Your task | Set out the lines below as a numbered list, skipping any blank lines and leaving the pictures out.

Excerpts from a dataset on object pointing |
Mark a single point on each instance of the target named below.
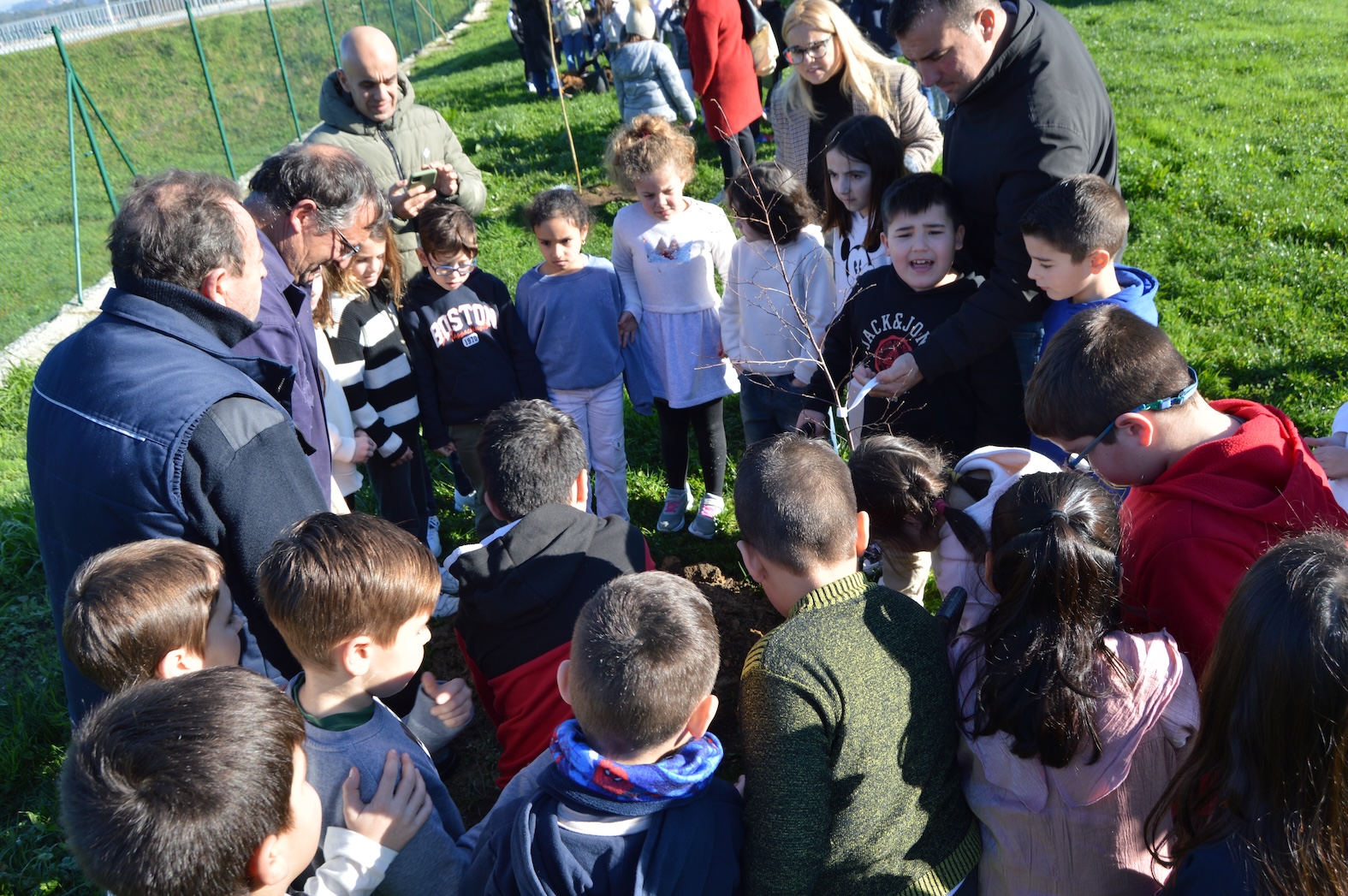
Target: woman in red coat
(722, 77)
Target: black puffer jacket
(1038, 114)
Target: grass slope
(150, 88)
(1228, 122)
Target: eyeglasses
(452, 270)
(351, 250)
(1160, 405)
(796, 56)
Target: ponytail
(1054, 548)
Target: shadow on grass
(34, 727)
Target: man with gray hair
(313, 205)
(1027, 110)
(149, 424)
(368, 107)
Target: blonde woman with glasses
(837, 73)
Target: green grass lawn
(1230, 124)
(150, 88)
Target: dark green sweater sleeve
(787, 778)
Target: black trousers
(710, 434)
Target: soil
(742, 614)
(602, 194)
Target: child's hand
(399, 809)
(365, 448)
(453, 699)
(626, 329)
(811, 424)
(1332, 455)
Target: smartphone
(426, 178)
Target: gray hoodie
(647, 82)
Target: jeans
(464, 436)
(401, 490)
(738, 152)
(769, 405)
(1026, 340)
(574, 50)
(599, 415)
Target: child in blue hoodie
(1073, 234)
(626, 799)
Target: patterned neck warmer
(684, 774)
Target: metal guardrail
(96, 21)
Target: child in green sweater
(846, 708)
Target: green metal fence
(216, 93)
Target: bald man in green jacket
(368, 108)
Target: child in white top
(666, 250)
(349, 445)
(571, 306)
(778, 297)
(1071, 727)
(863, 159)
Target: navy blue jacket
(692, 845)
(145, 424)
(1036, 114)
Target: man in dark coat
(147, 424)
(1027, 110)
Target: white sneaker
(433, 535)
(677, 503)
(704, 525)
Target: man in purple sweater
(313, 205)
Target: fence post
(433, 14)
(74, 185)
(398, 38)
(211, 91)
(112, 136)
(285, 77)
(332, 35)
(84, 116)
(421, 42)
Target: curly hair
(646, 145)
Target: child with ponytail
(1071, 729)
(1259, 804)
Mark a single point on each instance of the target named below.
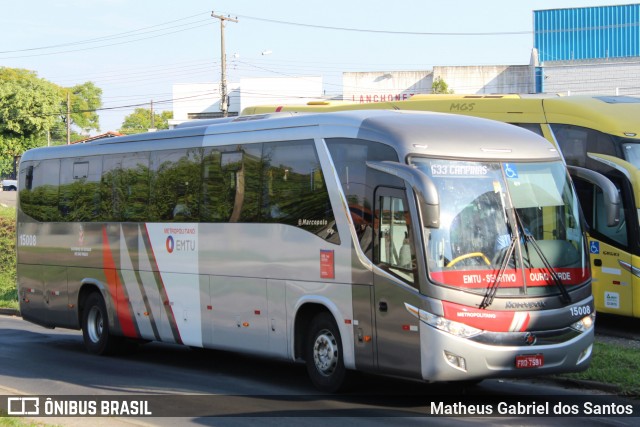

The solution |
1. Mark a single point on each instance of the target named below.
2. Target: woman in red coat
3. (722, 77)
4. Target: black puffer jacket
5. (1038, 114)
6. Target: grass slope
7. (150, 88)
8. (1228, 122)
9. Target: eyeglasses
10. (452, 270)
11. (351, 250)
12. (1160, 405)
13. (796, 56)
14. Target: ponytail
15. (1054, 548)
16. Target: shadow on grass
17. (34, 727)
18. Target: man with gray hair
19. (313, 205)
20. (1027, 110)
21. (149, 424)
22. (368, 107)
23. Target: blonde woman with glasses
24. (837, 73)
25. Target: green grass lawn
26. (1230, 124)
27. (150, 88)
28. Target: dark green sweater sleeve
29. (787, 778)
30. Target: black trousers
31. (710, 434)
32. Target: soil
33. (742, 614)
34. (602, 194)
35. Target: child's hand
36. (399, 809)
37. (365, 448)
38. (453, 699)
39. (626, 329)
40. (811, 424)
41. (1332, 455)
42. Target: smartphone
43. (426, 178)
44. Target: gray hoodie
45. (647, 82)
46. Target: jeans
47. (464, 436)
48. (401, 490)
49. (738, 152)
50. (769, 405)
51. (1026, 340)
52. (574, 50)
53. (599, 415)
54. Target: child in blue hoodie
55. (1073, 234)
56. (626, 799)
57. Target: patterned neck warmer
58. (684, 774)
59. Target: metal guardrail
60. (96, 21)
61. Target: child in green sweater
62. (846, 708)
63. Target: green metal fence
64. (216, 93)
65. Target: bald man in green jacket
66. (368, 108)
67. Target: child in white top
68. (666, 250)
69. (349, 445)
70. (571, 306)
71. (778, 297)
72. (1071, 727)
73. (863, 159)
74. Target: navy blue jacket
75. (692, 845)
76. (145, 424)
77. (1036, 114)
78. Target: man in dark coat
79. (147, 424)
80. (1027, 110)
81. Target: white sneaker
82. (433, 535)
83. (677, 503)
84. (704, 525)
85. Target: man in purple sweater
86. (313, 205)
87. Target: fence post
88. (433, 14)
89. (74, 185)
90. (398, 38)
91. (211, 91)
92. (112, 136)
93. (285, 77)
94. (332, 35)
95. (84, 116)
96. (421, 42)
97. Target: curly hair
98. (646, 145)
99. Target: child with ponytail
100. (1071, 729)
101. (1259, 804)
102. Mark a single point on each instance of the target named below.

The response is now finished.